:: GIVEN EXERCISE ::
Convert the rows into a Markdown table with the columns Number and Content. Start at the line containing "Segment window from the image above.", end at the line containing "[384,146,413,187]", and leave out any blank lines.

■ ■ ■ ■

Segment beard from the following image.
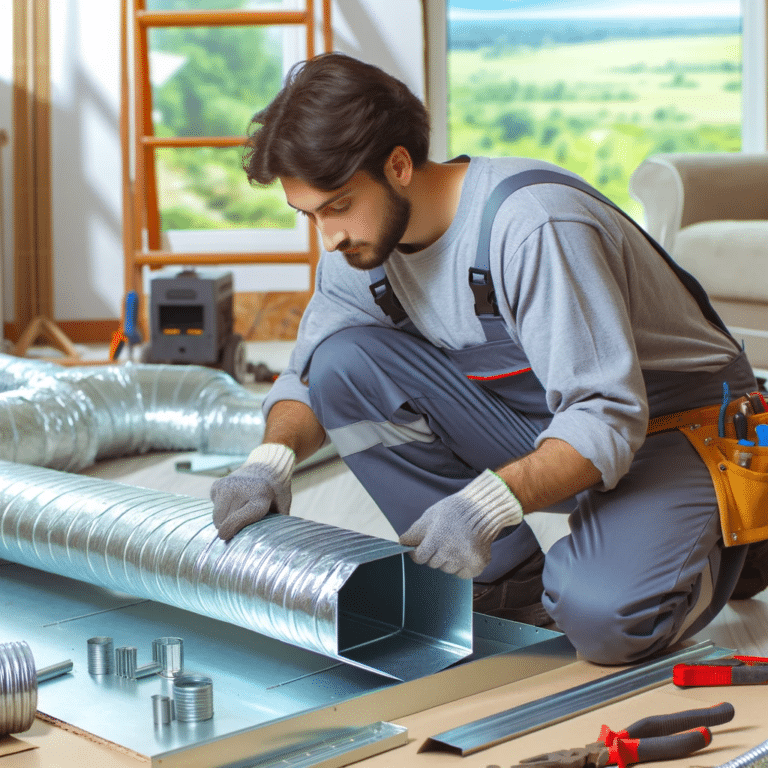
[336,182,411,270]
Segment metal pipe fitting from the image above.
[115,645,138,680]
[152,693,174,725]
[152,637,184,677]
[133,661,160,680]
[88,636,114,675]
[173,675,213,723]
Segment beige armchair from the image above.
[629,153,768,371]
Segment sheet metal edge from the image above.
[151,633,576,768]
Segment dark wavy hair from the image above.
[243,53,429,190]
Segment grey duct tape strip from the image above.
[426,641,733,756]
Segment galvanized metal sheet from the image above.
[0,563,575,768]
[0,461,472,680]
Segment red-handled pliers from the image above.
[516,703,734,768]
[672,656,768,688]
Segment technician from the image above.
[211,54,764,664]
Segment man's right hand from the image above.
[211,443,296,541]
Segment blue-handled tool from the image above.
[109,291,142,360]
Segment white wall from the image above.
[0,0,424,321]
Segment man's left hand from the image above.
[400,469,523,579]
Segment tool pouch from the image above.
[648,398,768,547]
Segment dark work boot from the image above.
[731,541,768,600]
[472,549,552,627]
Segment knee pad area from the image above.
[543,564,687,665]
[309,328,398,428]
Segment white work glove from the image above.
[211,443,296,541]
[400,469,523,579]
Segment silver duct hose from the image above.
[0,462,471,679]
[0,355,264,472]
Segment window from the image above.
[440,0,742,218]
[147,0,307,252]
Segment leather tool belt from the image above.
[648,395,768,547]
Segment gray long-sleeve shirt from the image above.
[264,157,740,489]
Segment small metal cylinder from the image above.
[133,661,160,680]
[88,636,114,675]
[0,641,37,736]
[152,693,173,725]
[173,675,213,723]
[152,637,184,677]
[115,645,139,679]
[37,659,75,683]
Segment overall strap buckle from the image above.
[368,276,408,325]
[469,267,500,317]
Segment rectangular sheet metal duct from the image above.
[0,462,472,680]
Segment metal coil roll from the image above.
[0,641,37,736]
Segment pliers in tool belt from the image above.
[515,703,734,768]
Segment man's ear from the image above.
[384,146,413,187]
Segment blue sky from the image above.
[448,0,741,19]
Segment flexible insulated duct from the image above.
[0,461,472,680]
[0,355,264,472]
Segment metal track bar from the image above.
[426,640,733,756]
[242,722,408,768]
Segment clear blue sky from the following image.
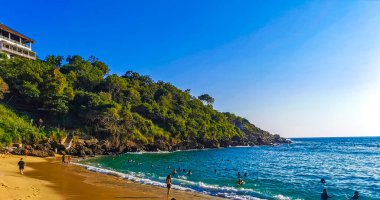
[0,0,380,137]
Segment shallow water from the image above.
[78,137,380,200]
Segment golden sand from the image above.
[0,156,219,200]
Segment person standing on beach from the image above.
[67,156,71,164]
[17,158,25,175]
[166,174,172,199]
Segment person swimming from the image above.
[321,189,334,200]
[351,191,359,200]
[236,178,245,185]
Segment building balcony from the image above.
[0,35,32,50]
[0,41,36,60]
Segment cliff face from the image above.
[0,56,287,155]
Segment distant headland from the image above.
[0,55,290,156]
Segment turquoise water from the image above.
[78,137,380,200]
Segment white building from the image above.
[0,23,36,60]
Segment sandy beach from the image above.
[0,156,220,200]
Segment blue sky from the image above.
[0,0,380,137]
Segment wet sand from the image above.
[0,155,220,200]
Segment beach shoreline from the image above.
[0,156,221,200]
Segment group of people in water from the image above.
[168,166,193,176]
[320,178,359,200]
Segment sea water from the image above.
[81,137,380,200]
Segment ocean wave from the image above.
[73,163,268,200]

■ ■ ■ ■

:: WRITTEN SOLUTION ::
| Number | Content |
|---|---|
| 1 | Segment window from the image above. |
| 2 | [440,0,742,218] |
| 3 | [147,0,307,252] |
| 4 | Segment leather tool belt from the image above. |
| 5 | [648,395,768,547] |
| 6 | Segment gray long-sleeve shirt from the image above. |
| 7 | [264,157,740,489] |
| 8 | Segment small metal cylinder from the image above. |
| 9 | [133,661,160,680] |
| 10 | [88,636,114,675] |
| 11 | [0,641,37,736] |
| 12 | [152,693,173,725] |
| 13 | [173,675,213,723] |
| 14 | [152,637,184,677] |
| 15 | [115,645,139,679] |
| 16 | [37,659,75,683] |
| 17 | Segment overall strap buckle from the image above. |
| 18 | [368,276,408,325] |
| 19 | [469,267,500,317] |
| 20 | Segment rectangular sheet metal duct from the image above. |
| 21 | [0,462,472,680] |
| 22 | Segment metal coil roll from the image above. |
| 23 | [0,641,37,736] |
| 24 | Segment pliers in tool belt from the image above. |
| 25 | [515,703,734,768] |
| 26 | Segment man's ear from the image above. |
| 27 | [384,146,413,187] |